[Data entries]
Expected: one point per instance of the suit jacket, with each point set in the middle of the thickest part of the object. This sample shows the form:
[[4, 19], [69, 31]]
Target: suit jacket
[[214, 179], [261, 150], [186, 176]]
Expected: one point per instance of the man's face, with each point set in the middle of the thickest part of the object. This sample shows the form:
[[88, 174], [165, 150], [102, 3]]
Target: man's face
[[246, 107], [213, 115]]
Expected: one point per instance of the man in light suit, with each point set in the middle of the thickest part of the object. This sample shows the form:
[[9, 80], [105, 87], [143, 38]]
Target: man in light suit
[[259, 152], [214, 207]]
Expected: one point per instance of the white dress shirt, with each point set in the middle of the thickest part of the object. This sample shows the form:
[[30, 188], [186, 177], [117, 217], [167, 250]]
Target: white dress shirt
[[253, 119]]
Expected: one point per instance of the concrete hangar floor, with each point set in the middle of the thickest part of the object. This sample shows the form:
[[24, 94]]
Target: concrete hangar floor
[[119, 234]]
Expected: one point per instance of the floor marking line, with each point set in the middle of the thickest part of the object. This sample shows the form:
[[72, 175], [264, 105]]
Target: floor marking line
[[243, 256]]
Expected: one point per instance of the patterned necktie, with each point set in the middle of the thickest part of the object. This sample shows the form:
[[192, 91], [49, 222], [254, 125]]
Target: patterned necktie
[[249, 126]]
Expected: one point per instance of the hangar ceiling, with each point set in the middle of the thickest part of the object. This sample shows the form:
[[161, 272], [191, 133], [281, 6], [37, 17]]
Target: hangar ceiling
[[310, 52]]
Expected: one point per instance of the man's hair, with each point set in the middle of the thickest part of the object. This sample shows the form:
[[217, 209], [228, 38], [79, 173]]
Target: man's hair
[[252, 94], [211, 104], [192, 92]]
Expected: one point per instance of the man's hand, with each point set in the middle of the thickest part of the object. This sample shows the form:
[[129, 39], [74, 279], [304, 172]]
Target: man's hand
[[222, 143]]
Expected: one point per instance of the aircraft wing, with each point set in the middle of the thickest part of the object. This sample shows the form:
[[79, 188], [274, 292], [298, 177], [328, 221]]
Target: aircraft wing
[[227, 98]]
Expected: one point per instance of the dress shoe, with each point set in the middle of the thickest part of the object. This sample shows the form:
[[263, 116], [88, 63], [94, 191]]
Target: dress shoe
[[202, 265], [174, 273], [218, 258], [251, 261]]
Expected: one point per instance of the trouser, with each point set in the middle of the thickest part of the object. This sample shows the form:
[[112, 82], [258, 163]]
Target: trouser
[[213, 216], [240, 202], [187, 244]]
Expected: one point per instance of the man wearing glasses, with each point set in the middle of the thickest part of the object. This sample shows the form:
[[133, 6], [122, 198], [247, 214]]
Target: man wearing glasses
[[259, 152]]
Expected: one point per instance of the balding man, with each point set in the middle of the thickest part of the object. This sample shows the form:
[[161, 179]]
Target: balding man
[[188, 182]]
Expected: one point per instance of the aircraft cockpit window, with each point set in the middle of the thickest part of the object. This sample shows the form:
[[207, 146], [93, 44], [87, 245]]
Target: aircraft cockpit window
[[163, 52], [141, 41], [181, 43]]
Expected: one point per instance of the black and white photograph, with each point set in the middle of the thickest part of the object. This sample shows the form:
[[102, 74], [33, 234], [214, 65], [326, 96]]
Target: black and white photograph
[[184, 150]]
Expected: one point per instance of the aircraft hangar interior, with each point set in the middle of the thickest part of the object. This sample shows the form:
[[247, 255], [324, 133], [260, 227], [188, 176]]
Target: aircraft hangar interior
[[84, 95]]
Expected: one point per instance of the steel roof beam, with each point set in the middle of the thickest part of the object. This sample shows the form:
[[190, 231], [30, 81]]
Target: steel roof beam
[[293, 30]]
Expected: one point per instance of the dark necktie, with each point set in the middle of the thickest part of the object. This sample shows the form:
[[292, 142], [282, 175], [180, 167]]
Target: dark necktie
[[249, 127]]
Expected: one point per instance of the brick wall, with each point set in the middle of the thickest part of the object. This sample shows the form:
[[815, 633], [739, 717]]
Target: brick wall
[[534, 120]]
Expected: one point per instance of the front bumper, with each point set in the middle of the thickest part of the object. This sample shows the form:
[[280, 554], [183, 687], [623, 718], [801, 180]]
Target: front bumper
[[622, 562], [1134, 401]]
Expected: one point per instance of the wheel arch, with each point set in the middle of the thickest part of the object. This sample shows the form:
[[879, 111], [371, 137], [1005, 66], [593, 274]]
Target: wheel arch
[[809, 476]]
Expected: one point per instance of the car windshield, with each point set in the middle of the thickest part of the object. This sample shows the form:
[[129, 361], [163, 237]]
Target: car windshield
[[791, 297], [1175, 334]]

[Challenge]
Copy out the lines of the data entries above word for word, starting at the line containing "Expected: one point per instance of the front" and ending at the line containing "[[809, 476]]".

[Exercise answer]
Expected: one point per instance of the front bumper, with each point set in the middle of the thickest part of the object. This sample shows the form:
[[280, 554], [183, 687], [623, 718], [801, 180]]
Target: front bumper
[[622, 562], [1134, 401]]
Expected: one point per instance of the wheel arch, with each point set in the middle of the thickest part of the object. This sample shows the form:
[[879, 111], [371, 137], [1005, 66], [593, 274]]
Target: wheel arch
[[809, 476]]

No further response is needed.